EXERCISE GOAL – Among the lines of the records, find all that carry the word "large" and copy them.

DATA FOR REVIEW –

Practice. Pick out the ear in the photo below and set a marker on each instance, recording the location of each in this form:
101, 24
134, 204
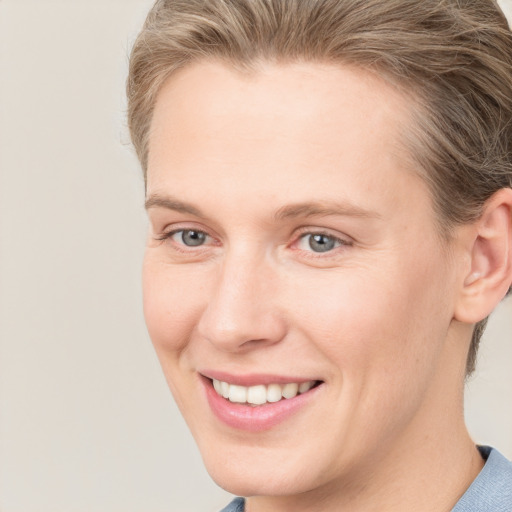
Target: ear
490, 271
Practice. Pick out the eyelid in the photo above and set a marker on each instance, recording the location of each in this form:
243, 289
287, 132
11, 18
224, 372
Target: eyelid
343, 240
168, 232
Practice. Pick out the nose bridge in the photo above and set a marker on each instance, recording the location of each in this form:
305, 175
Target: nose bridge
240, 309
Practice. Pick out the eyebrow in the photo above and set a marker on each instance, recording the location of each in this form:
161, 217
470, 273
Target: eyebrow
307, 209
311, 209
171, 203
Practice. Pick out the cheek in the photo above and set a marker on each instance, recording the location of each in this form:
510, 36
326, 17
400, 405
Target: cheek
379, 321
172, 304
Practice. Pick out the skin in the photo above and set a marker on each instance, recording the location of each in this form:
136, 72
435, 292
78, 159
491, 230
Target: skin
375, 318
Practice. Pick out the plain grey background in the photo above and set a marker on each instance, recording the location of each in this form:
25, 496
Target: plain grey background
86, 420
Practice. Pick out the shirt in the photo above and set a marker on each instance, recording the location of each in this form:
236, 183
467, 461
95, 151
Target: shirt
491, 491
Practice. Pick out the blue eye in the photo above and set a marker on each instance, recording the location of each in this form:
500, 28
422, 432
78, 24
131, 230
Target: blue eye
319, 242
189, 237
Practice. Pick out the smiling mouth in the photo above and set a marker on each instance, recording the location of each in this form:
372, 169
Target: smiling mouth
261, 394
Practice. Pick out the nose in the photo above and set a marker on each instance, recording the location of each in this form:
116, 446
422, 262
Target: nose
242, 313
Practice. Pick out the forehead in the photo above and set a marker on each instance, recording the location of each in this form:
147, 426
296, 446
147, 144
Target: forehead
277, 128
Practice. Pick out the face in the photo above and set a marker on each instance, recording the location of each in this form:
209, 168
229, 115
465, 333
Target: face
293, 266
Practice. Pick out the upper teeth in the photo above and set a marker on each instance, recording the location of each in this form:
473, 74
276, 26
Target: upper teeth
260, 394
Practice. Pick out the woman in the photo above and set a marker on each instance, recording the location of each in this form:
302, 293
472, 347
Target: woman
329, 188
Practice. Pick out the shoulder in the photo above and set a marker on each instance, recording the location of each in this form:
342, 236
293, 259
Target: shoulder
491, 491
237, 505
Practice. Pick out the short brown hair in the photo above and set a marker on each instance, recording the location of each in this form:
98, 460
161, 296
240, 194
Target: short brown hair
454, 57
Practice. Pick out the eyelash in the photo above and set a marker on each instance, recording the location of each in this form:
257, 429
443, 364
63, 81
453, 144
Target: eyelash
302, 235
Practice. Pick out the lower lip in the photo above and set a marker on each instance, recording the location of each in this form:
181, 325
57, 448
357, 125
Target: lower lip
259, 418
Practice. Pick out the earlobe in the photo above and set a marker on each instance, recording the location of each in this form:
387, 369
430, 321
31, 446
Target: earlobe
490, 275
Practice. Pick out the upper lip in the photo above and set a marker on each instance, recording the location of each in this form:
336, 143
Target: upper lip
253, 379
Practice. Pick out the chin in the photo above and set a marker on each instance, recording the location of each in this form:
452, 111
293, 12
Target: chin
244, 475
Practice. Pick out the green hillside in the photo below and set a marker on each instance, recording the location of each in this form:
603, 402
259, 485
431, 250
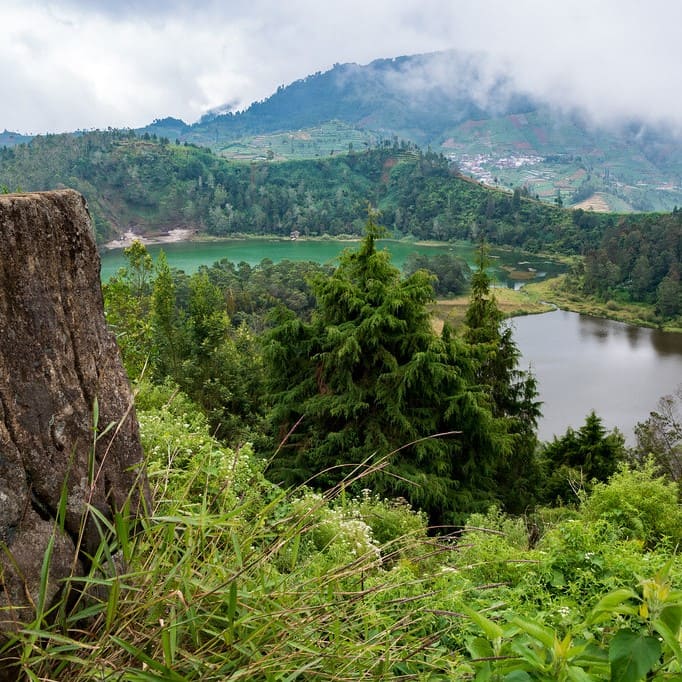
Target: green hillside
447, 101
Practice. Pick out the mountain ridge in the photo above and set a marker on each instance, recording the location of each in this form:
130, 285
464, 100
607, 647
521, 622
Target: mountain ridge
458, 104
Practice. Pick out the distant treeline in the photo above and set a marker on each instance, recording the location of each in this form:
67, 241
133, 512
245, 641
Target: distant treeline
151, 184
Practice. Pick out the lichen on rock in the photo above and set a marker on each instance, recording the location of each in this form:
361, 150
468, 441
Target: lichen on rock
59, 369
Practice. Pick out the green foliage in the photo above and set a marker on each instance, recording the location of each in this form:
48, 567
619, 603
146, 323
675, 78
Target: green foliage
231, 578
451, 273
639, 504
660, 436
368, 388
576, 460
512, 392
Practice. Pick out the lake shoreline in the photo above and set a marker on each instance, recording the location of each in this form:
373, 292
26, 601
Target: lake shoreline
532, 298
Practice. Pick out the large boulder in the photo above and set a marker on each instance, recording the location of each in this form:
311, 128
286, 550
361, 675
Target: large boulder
==
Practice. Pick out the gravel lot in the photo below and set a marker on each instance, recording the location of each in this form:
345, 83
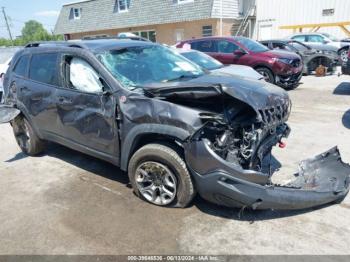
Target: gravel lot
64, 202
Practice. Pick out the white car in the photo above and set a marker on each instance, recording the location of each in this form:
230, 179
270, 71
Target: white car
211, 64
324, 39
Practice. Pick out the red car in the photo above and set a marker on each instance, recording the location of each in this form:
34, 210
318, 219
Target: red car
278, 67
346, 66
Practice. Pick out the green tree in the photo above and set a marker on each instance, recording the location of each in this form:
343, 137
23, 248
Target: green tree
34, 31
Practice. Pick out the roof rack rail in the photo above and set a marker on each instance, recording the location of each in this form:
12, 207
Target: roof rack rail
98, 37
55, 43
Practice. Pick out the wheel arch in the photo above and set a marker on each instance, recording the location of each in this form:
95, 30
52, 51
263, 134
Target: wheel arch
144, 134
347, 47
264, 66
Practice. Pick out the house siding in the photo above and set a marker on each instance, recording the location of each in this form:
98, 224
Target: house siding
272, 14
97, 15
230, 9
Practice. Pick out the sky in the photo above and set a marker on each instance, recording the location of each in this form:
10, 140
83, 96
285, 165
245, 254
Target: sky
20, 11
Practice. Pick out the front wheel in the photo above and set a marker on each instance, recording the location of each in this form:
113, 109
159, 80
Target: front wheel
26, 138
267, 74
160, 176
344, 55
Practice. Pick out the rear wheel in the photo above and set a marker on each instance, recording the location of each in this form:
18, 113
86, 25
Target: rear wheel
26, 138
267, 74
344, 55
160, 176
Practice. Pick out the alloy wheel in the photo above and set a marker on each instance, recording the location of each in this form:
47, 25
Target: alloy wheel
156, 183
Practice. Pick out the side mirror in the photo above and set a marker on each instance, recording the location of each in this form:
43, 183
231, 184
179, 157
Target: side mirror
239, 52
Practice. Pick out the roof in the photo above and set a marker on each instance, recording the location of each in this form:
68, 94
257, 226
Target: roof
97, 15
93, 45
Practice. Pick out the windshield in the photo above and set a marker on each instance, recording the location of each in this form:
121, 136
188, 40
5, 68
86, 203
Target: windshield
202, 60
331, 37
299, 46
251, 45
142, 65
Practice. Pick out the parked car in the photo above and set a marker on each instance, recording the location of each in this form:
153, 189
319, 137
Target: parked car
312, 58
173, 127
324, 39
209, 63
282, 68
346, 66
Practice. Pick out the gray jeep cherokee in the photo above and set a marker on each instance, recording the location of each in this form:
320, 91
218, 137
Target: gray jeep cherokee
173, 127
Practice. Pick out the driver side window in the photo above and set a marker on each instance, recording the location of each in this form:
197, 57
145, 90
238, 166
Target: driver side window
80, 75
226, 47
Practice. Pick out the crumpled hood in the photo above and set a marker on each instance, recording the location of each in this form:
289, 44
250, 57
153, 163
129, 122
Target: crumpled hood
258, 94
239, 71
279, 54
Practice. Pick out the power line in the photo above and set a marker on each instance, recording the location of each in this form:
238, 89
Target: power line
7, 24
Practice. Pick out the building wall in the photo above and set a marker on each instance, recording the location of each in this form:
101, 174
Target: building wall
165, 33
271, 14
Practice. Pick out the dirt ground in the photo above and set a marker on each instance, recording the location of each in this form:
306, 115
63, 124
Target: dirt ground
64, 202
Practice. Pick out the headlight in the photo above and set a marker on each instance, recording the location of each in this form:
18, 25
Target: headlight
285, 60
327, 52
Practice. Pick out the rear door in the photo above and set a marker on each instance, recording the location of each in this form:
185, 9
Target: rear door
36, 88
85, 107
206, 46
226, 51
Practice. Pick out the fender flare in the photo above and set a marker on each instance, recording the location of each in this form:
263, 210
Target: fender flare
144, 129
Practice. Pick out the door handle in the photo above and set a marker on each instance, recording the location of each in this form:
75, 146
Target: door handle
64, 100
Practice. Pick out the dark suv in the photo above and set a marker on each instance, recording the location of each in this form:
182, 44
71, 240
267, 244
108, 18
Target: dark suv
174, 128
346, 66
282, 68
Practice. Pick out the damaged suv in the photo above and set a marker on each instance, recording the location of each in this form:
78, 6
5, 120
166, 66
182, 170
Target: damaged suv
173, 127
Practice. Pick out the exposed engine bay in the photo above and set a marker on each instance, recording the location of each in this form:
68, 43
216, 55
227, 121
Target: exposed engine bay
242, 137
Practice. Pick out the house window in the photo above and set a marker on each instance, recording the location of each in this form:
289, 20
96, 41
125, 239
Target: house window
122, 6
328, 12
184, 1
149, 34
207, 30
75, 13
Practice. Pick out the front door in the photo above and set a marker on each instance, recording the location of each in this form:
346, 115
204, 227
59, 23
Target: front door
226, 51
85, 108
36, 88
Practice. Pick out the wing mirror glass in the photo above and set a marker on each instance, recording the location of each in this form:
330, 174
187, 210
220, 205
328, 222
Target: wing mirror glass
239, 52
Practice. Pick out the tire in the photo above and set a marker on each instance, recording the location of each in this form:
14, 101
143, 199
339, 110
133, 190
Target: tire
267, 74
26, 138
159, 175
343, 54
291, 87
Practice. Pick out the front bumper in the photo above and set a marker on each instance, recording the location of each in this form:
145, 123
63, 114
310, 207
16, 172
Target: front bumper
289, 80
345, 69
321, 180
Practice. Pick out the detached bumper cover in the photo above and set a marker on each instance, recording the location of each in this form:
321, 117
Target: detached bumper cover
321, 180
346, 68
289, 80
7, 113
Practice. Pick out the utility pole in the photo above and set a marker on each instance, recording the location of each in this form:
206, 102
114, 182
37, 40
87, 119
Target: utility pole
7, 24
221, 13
==
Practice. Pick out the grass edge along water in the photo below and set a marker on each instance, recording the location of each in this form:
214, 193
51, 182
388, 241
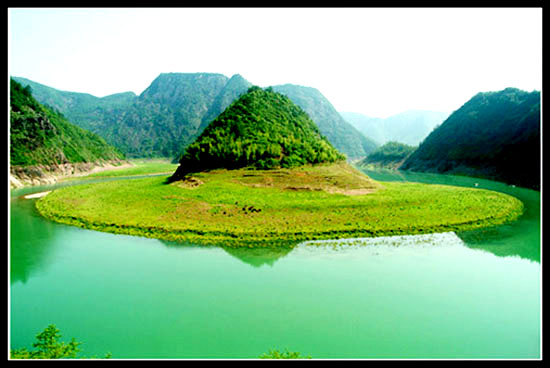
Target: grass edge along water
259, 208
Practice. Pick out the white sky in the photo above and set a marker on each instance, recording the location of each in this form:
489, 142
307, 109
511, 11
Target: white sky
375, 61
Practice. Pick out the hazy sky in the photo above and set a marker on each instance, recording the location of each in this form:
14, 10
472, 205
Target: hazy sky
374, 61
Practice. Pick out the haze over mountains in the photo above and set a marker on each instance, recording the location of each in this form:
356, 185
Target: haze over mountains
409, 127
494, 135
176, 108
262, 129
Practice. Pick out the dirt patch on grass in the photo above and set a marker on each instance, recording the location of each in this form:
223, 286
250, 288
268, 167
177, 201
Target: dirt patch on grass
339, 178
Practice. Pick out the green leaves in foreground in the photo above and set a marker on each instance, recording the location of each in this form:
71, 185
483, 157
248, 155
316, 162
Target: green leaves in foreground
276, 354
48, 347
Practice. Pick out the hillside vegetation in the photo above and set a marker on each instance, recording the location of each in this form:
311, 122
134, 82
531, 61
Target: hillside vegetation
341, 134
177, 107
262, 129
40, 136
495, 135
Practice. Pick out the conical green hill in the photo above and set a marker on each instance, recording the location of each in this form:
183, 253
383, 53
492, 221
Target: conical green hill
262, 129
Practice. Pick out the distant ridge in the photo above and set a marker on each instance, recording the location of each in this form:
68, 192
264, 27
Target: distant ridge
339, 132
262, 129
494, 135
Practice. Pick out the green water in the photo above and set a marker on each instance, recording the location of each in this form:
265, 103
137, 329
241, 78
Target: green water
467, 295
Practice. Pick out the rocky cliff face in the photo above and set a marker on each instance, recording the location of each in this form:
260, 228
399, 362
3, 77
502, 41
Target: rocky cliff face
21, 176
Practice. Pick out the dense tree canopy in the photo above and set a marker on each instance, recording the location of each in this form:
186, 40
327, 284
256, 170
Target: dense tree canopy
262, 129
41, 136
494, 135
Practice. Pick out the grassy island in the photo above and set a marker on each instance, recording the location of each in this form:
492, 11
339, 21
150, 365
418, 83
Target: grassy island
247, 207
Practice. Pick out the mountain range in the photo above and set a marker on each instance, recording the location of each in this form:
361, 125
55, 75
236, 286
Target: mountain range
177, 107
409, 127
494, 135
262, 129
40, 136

ANSWER TO THIS PROBLEM –
Practice. Pick out the large boulder in the photo above and set a marker on each instance, recording the location of each in this form:
Target: large boulder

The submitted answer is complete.